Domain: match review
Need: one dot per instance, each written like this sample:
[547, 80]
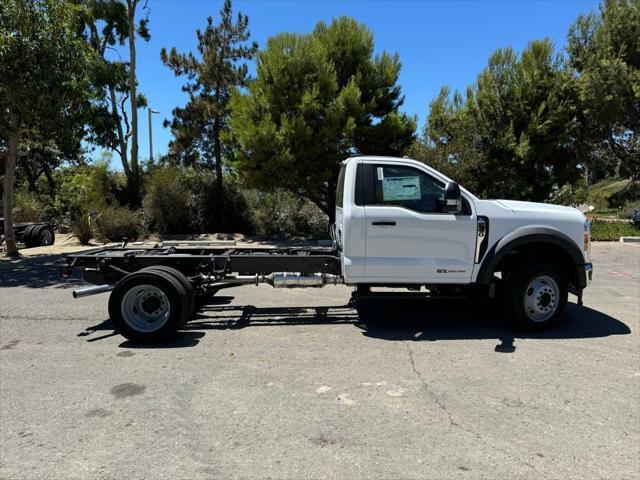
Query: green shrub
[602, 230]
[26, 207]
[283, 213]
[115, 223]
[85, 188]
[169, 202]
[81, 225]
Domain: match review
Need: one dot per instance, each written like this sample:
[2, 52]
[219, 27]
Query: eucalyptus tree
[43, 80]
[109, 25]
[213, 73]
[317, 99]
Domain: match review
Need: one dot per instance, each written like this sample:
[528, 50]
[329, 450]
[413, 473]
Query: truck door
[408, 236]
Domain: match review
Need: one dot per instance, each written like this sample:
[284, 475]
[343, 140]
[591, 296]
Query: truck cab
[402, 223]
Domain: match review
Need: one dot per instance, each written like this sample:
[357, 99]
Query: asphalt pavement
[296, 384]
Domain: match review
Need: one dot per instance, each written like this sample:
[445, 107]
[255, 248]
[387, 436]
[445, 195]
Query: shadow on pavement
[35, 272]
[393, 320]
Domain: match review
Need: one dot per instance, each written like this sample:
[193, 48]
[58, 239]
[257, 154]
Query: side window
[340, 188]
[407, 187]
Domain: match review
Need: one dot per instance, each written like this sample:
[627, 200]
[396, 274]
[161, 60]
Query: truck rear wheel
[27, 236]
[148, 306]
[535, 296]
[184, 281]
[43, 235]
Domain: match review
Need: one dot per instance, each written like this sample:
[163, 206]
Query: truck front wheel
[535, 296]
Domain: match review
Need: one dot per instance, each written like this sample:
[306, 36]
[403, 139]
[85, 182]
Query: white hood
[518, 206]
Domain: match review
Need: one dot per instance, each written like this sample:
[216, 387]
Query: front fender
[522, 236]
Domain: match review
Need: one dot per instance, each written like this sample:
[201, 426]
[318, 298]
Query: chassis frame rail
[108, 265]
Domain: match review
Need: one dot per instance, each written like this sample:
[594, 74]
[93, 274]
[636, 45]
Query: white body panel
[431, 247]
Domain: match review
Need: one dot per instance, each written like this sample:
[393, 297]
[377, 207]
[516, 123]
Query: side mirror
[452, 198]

++++++

*WHAT YOU NEED TO DO*:
Repeat each entry exactly. Pictures do not belong in the copy.

*RESULT*:
Domain: match review
Need: one dot per instance, each written like this sample:
[547, 80]
Query: green shrub
[602, 230]
[26, 207]
[283, 213]
[115, 223]
[85, 188]
[169, 202]
[81, 225]
Domain: match review
Need: one dot per instance, each written like this sample:
[2, 52]
[219, 27]
Query: eucalyptus tree
[43, 80]
[109, 25]
[213, 73]
[317, 99]
Domain: match review
Need: one dot per instance, each written like this sample:
[528, 50]
[329, 450]
[413, 473]
Query: truck door
[408, 236]
Domain: match review
Need: one dot per instance, each written like this sample:
[284, 475]
[343, 140]
[591, 296]
Query: truck cab
[402, 223]
Domain: match review
Need: one dot per instance, each written like this sample:
[357, 99]
Query: asphalt pavement
[296, 384]
Domain: match review
Need: one dot per instance, each written like this sample:
[445, 107]
[255, 248]
[387, 436]
[445, 195]
Query: shadow on pavement
[35, 272]
[393, 320]
Domain: match review
Need: one dot per instance, each written like this sample:
[193, 48]
[58, 239]
[257, 154]
Query: side window
[340, 188]
[407, 187]
Domain: match review
Need: one dot per instance, each written like this sample:
[627, 200]
[396, 274]
[161, 60]
Query: truck rear wheel
[27, 236]
[148, 306]
[535, 296]
[184, 281]
[43, 235]
Domain: match review
Need: one dot per instance, each written like this sample:
[163, 206]
Query: truck front wheel
[535, 296]
Domain: match review
Need: one dot per instance, each written like this sample:
[306, 36]
[403, 139]
[85, 182]
Query: white hood
[518, 206]
Domain: match review
Need: one dot per instance, each written like this sample:
[216, 387]
Query: front fender
[522, 236]
Domain: match review
Need: one dot per instance, each written like this sample:
[201, 426]
[318, 298]
Query: chassis frame rail
[108, 265]
Domain: match review
Need: one dot per instance, each written like this sample:
[594, 74]
[93, 274]
[636, 45]
Query: white body panel
[431, 247]
Domain: match review
Need: one dot per instance, each written like this sample:
[393, 297]
[377, 207]
[516, 123]
Query: side mirror
[452, 198]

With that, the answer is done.